Data shown:
-*-*-

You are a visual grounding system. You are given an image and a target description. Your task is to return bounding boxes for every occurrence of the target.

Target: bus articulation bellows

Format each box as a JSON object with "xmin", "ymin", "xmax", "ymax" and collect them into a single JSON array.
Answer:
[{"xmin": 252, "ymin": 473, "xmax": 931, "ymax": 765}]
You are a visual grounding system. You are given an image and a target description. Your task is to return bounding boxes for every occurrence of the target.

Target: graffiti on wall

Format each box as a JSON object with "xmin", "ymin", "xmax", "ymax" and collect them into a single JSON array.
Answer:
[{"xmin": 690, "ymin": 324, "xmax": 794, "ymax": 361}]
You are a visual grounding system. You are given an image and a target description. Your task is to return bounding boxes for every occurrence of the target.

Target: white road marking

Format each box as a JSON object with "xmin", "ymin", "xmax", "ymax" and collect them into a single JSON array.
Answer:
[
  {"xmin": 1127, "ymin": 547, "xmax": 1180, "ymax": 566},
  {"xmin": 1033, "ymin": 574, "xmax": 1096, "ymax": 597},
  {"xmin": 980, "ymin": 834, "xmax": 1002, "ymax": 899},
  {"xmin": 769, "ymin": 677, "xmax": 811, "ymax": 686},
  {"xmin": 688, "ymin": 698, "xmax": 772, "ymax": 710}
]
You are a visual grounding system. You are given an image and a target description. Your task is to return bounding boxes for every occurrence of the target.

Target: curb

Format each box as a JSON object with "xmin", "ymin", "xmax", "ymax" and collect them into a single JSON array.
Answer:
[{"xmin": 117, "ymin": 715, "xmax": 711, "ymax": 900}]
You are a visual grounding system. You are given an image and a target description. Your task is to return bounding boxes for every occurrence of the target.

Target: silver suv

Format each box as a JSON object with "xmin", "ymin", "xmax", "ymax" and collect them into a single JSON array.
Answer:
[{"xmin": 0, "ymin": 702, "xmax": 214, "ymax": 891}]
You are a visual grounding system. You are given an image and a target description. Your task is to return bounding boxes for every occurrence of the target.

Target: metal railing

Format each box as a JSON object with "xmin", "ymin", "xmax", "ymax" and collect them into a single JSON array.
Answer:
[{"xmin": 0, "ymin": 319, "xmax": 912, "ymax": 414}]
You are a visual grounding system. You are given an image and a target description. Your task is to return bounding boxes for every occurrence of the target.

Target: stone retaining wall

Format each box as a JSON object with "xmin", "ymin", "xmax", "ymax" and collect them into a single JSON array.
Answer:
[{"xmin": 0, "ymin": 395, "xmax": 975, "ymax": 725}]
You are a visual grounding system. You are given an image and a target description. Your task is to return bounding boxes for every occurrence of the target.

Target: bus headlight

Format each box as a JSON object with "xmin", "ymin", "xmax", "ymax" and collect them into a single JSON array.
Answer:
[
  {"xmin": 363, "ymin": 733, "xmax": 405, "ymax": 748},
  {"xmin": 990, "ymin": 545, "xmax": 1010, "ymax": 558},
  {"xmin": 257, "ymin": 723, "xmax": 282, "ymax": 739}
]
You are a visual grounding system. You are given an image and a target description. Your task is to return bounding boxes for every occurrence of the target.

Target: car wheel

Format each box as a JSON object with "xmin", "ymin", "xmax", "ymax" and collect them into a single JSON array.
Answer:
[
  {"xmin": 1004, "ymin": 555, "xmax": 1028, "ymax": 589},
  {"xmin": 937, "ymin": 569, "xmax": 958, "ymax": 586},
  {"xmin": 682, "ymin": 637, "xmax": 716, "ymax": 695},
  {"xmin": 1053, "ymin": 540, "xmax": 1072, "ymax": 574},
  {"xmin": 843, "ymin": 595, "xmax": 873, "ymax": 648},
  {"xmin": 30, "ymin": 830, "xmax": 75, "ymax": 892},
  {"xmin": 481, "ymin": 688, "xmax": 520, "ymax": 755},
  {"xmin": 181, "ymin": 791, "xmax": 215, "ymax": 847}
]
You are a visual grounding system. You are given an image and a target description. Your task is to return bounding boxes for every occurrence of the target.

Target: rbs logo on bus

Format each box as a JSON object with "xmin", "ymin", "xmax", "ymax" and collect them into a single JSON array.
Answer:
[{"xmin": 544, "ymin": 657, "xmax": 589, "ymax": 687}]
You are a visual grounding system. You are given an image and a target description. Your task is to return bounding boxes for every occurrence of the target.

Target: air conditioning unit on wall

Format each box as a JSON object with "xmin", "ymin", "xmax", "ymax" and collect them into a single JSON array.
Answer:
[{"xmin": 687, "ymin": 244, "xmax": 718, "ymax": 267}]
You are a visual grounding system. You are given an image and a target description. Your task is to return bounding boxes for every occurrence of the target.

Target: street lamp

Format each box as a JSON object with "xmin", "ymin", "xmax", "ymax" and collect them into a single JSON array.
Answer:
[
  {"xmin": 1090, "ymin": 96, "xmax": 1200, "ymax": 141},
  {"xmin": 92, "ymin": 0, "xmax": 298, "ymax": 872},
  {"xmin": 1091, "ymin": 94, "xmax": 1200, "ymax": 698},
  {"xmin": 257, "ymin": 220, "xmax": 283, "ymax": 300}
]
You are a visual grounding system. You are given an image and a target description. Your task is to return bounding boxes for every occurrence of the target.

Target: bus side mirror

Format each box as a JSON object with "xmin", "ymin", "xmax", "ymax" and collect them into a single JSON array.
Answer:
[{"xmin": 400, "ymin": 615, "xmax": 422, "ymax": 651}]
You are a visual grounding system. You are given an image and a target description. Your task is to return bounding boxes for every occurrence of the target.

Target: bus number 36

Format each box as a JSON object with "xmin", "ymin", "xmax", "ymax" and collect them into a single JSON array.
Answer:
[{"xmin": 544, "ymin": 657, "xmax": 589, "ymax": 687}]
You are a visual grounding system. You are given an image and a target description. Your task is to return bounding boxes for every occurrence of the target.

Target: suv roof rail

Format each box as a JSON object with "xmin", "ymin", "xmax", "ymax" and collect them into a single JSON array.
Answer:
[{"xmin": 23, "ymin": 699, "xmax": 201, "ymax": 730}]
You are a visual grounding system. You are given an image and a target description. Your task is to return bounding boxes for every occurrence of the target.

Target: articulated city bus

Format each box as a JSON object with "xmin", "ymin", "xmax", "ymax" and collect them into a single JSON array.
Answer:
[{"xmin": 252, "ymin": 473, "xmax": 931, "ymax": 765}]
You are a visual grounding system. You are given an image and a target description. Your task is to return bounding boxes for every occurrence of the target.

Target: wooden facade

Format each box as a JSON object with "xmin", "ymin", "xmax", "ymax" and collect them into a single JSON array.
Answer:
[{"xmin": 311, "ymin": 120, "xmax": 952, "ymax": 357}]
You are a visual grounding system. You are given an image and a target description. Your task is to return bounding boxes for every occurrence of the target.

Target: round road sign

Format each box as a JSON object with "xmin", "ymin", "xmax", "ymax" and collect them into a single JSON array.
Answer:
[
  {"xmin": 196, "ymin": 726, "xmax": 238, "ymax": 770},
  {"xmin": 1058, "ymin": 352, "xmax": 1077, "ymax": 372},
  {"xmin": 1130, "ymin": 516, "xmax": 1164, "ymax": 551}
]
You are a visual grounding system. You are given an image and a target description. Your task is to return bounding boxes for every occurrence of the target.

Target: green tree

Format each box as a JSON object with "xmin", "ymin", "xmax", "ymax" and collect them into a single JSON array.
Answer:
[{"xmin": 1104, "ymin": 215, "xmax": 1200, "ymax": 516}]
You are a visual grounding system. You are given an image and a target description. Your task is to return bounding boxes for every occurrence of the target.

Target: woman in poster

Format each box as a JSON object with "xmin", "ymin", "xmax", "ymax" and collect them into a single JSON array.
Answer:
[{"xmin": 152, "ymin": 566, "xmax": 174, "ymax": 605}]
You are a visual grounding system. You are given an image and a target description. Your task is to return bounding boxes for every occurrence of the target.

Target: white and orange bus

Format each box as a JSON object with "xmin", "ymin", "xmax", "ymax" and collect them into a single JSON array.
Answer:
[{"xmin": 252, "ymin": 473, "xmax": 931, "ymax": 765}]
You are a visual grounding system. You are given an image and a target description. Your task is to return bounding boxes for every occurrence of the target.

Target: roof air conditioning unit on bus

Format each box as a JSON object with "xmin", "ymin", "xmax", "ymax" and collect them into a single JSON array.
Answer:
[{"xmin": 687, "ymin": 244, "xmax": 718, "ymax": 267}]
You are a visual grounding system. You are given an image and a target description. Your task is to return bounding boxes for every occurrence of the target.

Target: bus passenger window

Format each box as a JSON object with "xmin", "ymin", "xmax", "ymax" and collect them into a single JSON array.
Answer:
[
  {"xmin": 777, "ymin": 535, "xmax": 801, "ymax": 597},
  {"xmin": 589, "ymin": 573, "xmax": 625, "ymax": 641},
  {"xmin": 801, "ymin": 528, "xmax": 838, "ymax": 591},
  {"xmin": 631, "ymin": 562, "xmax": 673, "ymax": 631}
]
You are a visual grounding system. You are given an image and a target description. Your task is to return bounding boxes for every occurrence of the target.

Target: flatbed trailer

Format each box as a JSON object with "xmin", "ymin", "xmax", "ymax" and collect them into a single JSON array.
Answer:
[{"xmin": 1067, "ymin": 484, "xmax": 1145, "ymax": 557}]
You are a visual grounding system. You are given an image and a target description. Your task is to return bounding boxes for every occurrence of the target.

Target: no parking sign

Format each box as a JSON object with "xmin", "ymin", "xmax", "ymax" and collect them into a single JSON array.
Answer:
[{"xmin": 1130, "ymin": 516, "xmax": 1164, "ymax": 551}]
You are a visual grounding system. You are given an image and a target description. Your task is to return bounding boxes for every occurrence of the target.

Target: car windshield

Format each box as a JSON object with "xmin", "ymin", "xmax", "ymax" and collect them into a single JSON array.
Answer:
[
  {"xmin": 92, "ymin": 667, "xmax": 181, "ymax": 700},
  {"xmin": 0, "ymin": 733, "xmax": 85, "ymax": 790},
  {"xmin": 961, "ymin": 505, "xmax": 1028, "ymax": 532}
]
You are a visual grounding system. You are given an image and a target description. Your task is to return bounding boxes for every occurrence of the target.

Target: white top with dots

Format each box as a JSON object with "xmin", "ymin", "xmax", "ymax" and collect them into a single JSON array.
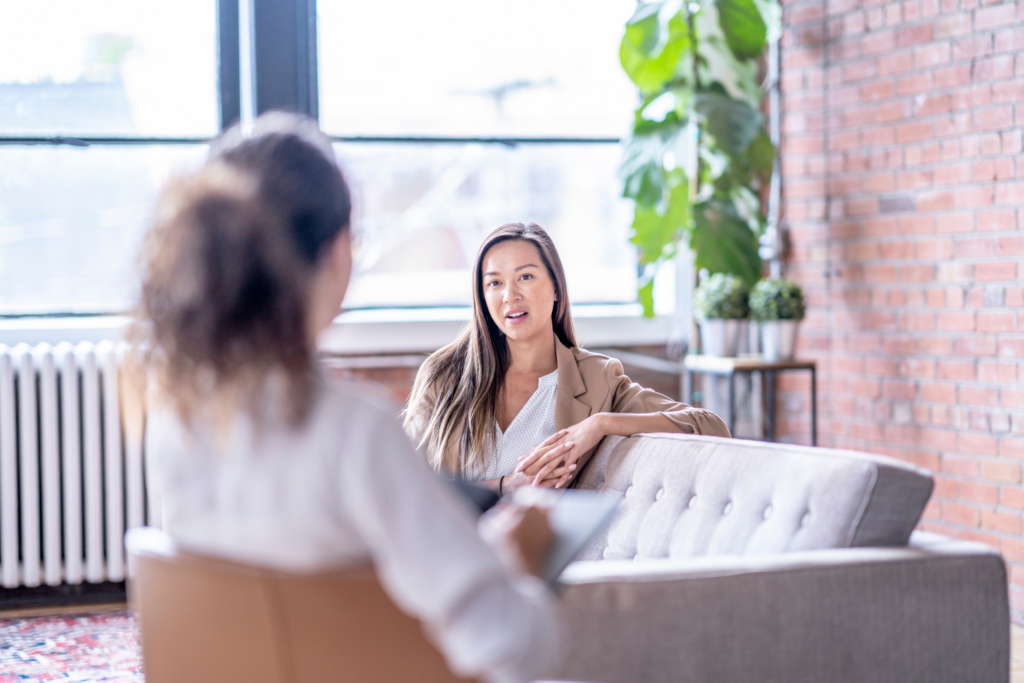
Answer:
[{"xmin": 466, "ymin": 369, "xmax": 559, "ymax": 482}]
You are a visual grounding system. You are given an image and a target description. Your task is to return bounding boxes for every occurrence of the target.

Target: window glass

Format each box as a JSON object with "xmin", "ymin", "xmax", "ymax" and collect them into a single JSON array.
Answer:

-*-*-

Task description: Filter the lines above, keeping and copying those that contain "white".

Result below:
Target: white road marking
Target: white and orange bus
Target: white top with dots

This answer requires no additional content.